Your task is to copy each line of the material below that includes "sand".

The input —

*** Block opens ***

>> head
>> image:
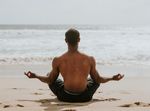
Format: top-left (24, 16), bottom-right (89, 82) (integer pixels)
top-left (65, 28), bottom-right (80, 46)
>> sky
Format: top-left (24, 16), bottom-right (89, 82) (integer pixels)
top-left (0, 0), bottom-right (150, 25)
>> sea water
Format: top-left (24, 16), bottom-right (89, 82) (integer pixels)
top-left (1, 25), bottom-right (150, 77)
top-left (0, 25), bottom-right (150, 66)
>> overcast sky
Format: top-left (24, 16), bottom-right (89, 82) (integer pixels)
top-left (0, 0), bottom-right (150, 25)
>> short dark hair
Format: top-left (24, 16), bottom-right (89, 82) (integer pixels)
top-left (65, 28), bottom-right (80, 46)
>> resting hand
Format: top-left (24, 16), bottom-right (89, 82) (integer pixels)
top-left (24, 71), bottom-right (37, 78)
top-left (112, 74), bottom-right (124, 81)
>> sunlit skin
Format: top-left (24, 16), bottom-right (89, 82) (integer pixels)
top-left (25, 32), bottom-right (124, 93)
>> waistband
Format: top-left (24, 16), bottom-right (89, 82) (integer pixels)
top-left (64, 90), bottom-right (83, 95)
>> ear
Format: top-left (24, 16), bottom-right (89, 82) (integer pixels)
top-left (78, 37), bottom-right (80, 42)
top-left (65, 38), bottom-right (67, 43)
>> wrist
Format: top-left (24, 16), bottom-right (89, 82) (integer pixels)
top-left (35, 74), bottom-right (38, 78)
top-left (111, 76), bottom-right (114, 80)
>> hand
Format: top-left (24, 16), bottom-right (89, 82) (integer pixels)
top-left (112, 74), bottom-right (124, 81)
top-left (24, 71), bottom-right (37, 78)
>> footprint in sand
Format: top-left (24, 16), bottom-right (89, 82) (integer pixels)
top-left (33, 92), bottom-right (43, 95)
top-left (61, 108), bottom-right (76, 111)
top-left (120, 102), bottom-right (150, 107)
top-left (11, 88), bottom-right (24, 90)
top-left (3, 105), bottom-right (12, 108)
top-left (12, 88), bottom-right (18, 90)
top-left (2, 104), bottom-right (24, 108)
top-left (37, 99), bottom-right (50, 103)
top-left (16, 104), bottom-right (24, 107)
top-left (0, 103), bottom-right (2, 106)
top-left (99, 98), bottom-right (120, 102)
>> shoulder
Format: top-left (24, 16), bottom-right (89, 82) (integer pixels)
top-left (51, 57), bottom-right (60, 67)
top-left (79, 52), bottom-right (96, 64)
top-left (52, 57), bottom-right (59, 62)
top-left (79, 52), bottom-right (90, 58)
top-left (52, 53), bottom-right (67, 64)
top-left (89, 56), bottom-right (96, 65)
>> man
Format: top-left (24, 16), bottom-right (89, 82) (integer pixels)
top-left (25, 28), bottom-right (124, 102)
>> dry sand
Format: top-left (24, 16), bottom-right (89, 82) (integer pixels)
top-left (0, 64), bottom-right (150, 111)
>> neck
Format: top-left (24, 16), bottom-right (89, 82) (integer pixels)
top-left (68, 44), bottom-right (78, 53)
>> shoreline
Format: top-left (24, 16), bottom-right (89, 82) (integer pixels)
top-left (0, 63), bottom-right (150, 77)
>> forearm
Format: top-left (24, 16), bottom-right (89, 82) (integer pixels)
top-left (99, 74), bottom-right (124, 83)
top-left (99, 76), bottom-right (113, 83)
top-left (92, 70), bottom-right (114, 83)
top-left (35, 74), bottom-right (50, 84)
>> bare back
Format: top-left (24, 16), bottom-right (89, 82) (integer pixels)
top-left (57, 51), bottom-right (91, 92)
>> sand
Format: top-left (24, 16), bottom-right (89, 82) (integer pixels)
top-left (0, 64), bottom-right (150, 111)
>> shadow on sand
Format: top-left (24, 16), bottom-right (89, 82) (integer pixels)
top-left (19, 97), bottom-right (120, 111)
top-left (37, 98), bottom-right (102, 111)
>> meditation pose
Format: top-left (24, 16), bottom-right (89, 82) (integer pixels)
top-left (25, 28), bottom-right (124, 102)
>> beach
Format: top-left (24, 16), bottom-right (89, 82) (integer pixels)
top-left (0, 25), bottom-right (150, 111)
top-left (0, 64), bottom-right (150, 111)
top-left (1, 0), bottom-right (150, 109)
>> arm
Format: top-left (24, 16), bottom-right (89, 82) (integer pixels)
top-left (89, 57), bottom-right (124, 83)
top-left (24, 57), bottom-right (59, 84)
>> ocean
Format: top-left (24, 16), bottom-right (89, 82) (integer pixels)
top-left (0, 24), bottom-right (150, 66)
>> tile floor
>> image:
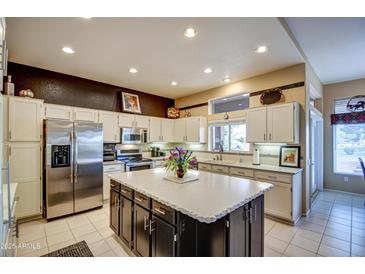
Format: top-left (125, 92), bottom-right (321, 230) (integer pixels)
top-left (16, 190), bottom-right (365, 257)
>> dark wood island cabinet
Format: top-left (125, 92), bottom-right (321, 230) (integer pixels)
top-left (109, 179), bottom-right (266, 257)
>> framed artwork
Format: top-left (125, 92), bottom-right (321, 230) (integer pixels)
top-left (121, 92), bottom-right (141, 113)
top-left (279, 146), bottom-right (301, 168)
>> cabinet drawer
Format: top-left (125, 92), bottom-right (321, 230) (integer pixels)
top-left (134, 191), bottom-right (150, 209)
top-left (104, 164), bottom-right (123, 173)
top-left (121, 185), bottom-right (133, 199)
top-left (110, 180), bottom-right (120, 192)
top-left (152, 200), bottom-right (176, 225)
top-left (230, 167), bottom-right (254, 178)
top-left (212, 165), bottom-right (229, 174)
top-left (198, 163), bottom-right (211, 171)
top-left (255, 171), bottom-right (291, 184)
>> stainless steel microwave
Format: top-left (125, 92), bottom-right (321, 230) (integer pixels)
top-left (121, 127), bottom-right (148, 144)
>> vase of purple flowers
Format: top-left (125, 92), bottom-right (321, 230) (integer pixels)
top-left (165, 147), bottom-right (197, 178)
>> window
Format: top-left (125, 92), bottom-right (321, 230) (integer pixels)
top-left (208, 93), bottom-right (250, 115)
top-left (333, 98), bottom-right (365, 175)
top-left (209, 120), bottom-right (250, 152)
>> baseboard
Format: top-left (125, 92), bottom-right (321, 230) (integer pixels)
top-left (323, 188), bottom-right (365, 198)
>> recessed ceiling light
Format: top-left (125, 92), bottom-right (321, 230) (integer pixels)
top-left (129, 68), bottom-right (138, 74)
top-left (223, 98), bottom-right (227, 101)
top-left (223, 77), bottom-right (231, 83)
top-left (238, 104), bottom-right (243, 106)
top-left (242, 93), bottom-right (250, 97)
top-left (83, 17), bottom-right (92, 19)
top-left (204, 68), bottom-right (212, 74)
top-left (184, 28), bottom-right (197, 38)
top-left (62, 47), bottom-right (74, 54)
top-left (255, 46), bottom-right (268, 53)
top-left (171, 81), bottom-right (178, 86)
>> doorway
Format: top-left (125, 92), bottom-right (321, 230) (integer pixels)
top-left (310, 107), bottom-right (324, 205)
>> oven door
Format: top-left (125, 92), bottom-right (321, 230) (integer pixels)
top-left (126, 162), bottom-right (153, 172)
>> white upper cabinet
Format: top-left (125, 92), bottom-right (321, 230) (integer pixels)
top-left (173, 117), bottom-right (206, 143)
top-left (134, 115), bottom-right (149, 129)
top-left (8, 96), bottom-right (43, 142)
top-left (149, 118), bottom-right (174, 143)
top-left (246, 102), bottom-right (300, 144)
top-left (118, 113), bottom-right (149, 128)
top-left (73, 107), bottom-right (98, 122)
top-left (161, 119), bottom-right (174, 142)
top-left (99, 111), bottom-right (119, 143)
top-left (45, 104), bottom-right (73, 121)
top-left (267, 102), bottom-right (299, 144)
top-left (149, 117), bottom-right (162, 142)
top-left (174, 118), bottom-right (187, 143)
top-left (118, 112), bottom-right (134, 128)
top-left (246, 107), bottom-right (267, 143)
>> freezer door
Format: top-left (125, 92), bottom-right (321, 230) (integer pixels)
top-left (45, 120), bottom-right (74, 219)
top-left (74, 122), bottom-right (103, 213)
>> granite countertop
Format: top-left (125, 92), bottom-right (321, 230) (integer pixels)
top-left (197, 158), bottom-right (303, 174)
top-left (108, 168), bottom-right (272, 224)
top-left (103, 160), bottom-right (124, 166)
top-left (145, 156), bottom-right (166, 161)
top-left (3, 183), bottom-right (18, 222)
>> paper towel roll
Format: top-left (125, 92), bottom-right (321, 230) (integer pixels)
top-left (253, 148), bottom-right (260, 165)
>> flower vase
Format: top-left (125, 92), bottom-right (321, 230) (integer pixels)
top-left (176, 166), bottom-right (185, 178)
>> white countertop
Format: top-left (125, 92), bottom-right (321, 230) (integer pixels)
top-left (198, 158), bottom-right (303, 174)
top-left (108, 168), bottom-right (272, 224)
top-left (3, 183), bottom-right (18, 222)
top-left (145, 156), bottom-right (166, 161)
top-left (103, 160), bottom-right (124, 166)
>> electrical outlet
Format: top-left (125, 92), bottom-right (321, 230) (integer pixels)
top-left (344, 176), bottom-right (349, 182)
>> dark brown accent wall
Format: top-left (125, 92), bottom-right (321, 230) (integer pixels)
top-left (6, 62), bottom-right (174, 118)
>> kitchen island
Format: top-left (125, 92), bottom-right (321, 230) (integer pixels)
top-left (108, 168), bottom-right (272, 257)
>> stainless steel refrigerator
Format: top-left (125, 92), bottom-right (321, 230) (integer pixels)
top-left (43, 119), bottom-right (103, 220)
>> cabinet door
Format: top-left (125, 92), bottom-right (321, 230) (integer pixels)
top-left (249, 195), bottom-right (264, 257)
top-left (186, 117), bottom-right (200, 142)
top-left (99, 111), bottom-right (119, 143)
top-left (15, 181), bottom-right (41, 218)
top-left (246, 107), bottom-right (267, 143)
top-left (149, 117), bottom-right (161, 142)
top-left (135, 115), bottom-right (149, 129)
top-left (267, 104), bottom-right (294, 143)
top-left (120, 197), bottom-right (133, 248)
top-left (161, 119), bottom-right (174, 142)
top-left (228, 205), bottom-right (248, 257)
top-left (133, 204), bottom-right (151, 257)
top-left (9, 142), bottom-right (40, 183)
top-left (103, 173), bottom-right (110, 200)
top-left (151, 216), bottom-right (176, 257)
top-left (174, 118), bottom-right (186, 142)
top-left (73, 107), bottom-right (98, 122)
top-left (264, 181), bottom-right (292, 220)
top-left (9, 97), bottom-right (43, 141)
top-left (45, 104), bottom-right (73, 121)
top-left (110, 190), bottom-right (119, 234)
top-left (118, 113), bottom-right (134, 128)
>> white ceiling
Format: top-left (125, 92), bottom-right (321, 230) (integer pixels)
top-left (285, 17), bottom-right (365, 84)
top-left (6, 17), bottom-right (304, 99)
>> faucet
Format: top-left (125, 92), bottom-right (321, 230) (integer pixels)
top-left (218, 143), bottom-right (224, 161)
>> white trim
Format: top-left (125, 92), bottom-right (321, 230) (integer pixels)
top-left (323, 188), bottom-right (365, 198)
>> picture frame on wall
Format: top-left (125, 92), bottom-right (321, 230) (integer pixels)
top-left (121, 92), bottom-right (142, 113)
top-left (279, 146), bottom-right (301, 168)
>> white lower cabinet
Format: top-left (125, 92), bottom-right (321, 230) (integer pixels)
top-left (8, 142), bottom-right (42, 218)
top-left (198, 162), bottom-right (302, 224)
top-left (264, 181), bottom-right (292, 220)
top-left (103, 163), bottom-right (124, 200)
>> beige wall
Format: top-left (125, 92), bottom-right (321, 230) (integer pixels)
top-left (323, 78), bottom-right (365, 194)
top-left (175, 64), bottom-right (305, 108)
top-left (175, 63), bottom-right (315, 214)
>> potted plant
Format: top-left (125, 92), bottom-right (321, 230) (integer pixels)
top-left (165, 147), bottom-right (197, 178)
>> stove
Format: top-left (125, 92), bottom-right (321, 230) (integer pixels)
top-left (117, 149), bottom-right (153, 172)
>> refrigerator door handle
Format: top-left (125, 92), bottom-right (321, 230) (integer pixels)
top-left (74, 132), bottom-right (78, 183)
top-left (70, 132), bottom-right (74, 183)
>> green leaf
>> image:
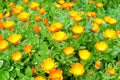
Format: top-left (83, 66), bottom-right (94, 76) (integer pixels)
top-left (25, 66), bottom-right (32, 77)
top-left (0, 60), bottom-right (3, 68)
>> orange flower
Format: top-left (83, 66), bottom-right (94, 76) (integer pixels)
top-left (52, 31), bottom-right (68, 42)
top-left (24, 44), bottom-right (32, 54)
top-left (17, 12), bottom-right (30, 21)
top-left (74, 15), bottom-right (82, 22)
top-left (43, 19), bottom-right (49, 25)
top-left (71, 25), bottom-right (84, 34)
top-left (70, 62), bottom-right (85, 76)
top-left (8, 34), bottom-right (22, 44)
top-left (94, 18), bottom-right (104, 25)
top-left (39, 8), bottom-right (45, 15)
top-left (95, 41), bottom-right (108, 52)
top-left (0, 40), bottom-right (9, 51)
top-left (49, 69), bottom-right (63, 80)
top-left (29, 2), bottom-right (39, 10)
top-left (69, 10), bottom-right (78, 18)
top-left (108, 68), bottom-right (115, 75)
top-left (103, 29), bottom-right (116, 40)
top-left (58, 0), bottom-right (65, 5)
top-left (42, 58), bottom-right (57, 73)
top-left (116, 30), bottom-right (120, 38)
top-left (0, 34), bottom-right (3, 41)
top-left (32, 66), bottom-right (38, 74)
top-left (12, 51), bottom-right (22, 62)
top-left (91, 23), bottom-right (99, 32)
top-left (0, 22), bottom-right (4, 29)
top-left (13, 6), bottom-right (23, 14)
top-left (64, 46), bottom-right (74, 56)
top-left (24, 0), bottom-right (28, 4)
top-left (34, 76), bottom-right (46, 80)
top-left (96, 2), bottom-right (103, 8)
top-left (8, 2), bottom-right (15, 8)
top-left (3, 21), bottom-right (14, 29)
top-left (95, 61), bottom-right (102, 69)
top-left (78, 50), bottom-right (91, 61)
top-left (33, 25), bottom-right (40, 34)
top-left (67, 2), bottom-right (74, 9)
top-left (0, 13), bottom-right (3, 20)
top-left (35, 16), bottom-right (41, 22)
top-left (73, 34), bottom-right (79, 39)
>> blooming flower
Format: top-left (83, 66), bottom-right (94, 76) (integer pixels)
top-left (8, 34), bottom-right (22, 44)
top-left (24, 44), bottom-right (32, 54)
top-left (103, 29), bottom-right (116, 40)
top-left (71, 25), bottom-right (84, 34)
top-left (95, 61), bottom-right (102, 69)
top-left (42, 58), bottom-right (57, 73)
top-left (33, 25), bottom-right (40, 34)
top-left (12, 51), bottom-right (22, 62)
top-left (52, 31), bottom-right (68, 42)
top-left (3, 21), bottom-right (14, 29)
top-left (34, 76), bottom-right (46, 80)
top-left (70, 62), bottom-right (85, 76)
top-left (108, 68), bottom-right (115, 75)
top-left (64, 46), bottom-right (74, 56)
top-left (94, 18), bottom-right (104, 25)
top-left (17, 12), bottom-right (30, 21)
top-left (39, 8), bottom-right (46, 15)
top-left (49, 68), bottom-right (63, 80)
top-left (13, 6), bottom-right (23, 14)
top-left (78, 49), bottom-right (91, 61)
top-left (29, 2), bottom-right (39, 10)
top-left (0, 40), bottom-right (8, 51)
top-left (96, 2), bottom-right (103, 8)
top-left (95, 41), bottom-right (108, 52)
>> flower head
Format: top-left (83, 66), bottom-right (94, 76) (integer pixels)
top-left (24, 44), bottom-right (32, 54)
top-left (18, 12), bottom-right (30, 21)
top-left (0, 40), bottom-right (8, 51)
top-left (29, 2), bottom-right (39, 10)
top-left (95, 61), bottom-right (102, 69)
top-left (108, 68), bottom-right (115, 75)
top-left (64, 46), bottom-right (74, 56)
top-left (72, 25), bottom-right (84, 34)
top-left (12, 51), bottom-right (22, 62)
top-left (34, 76), bottom-right (46, 80)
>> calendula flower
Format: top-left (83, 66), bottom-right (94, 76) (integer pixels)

*** Block closes ***

Answer section —
>> footprint in sand
>> dry sand
>> sand
>> shadow on sand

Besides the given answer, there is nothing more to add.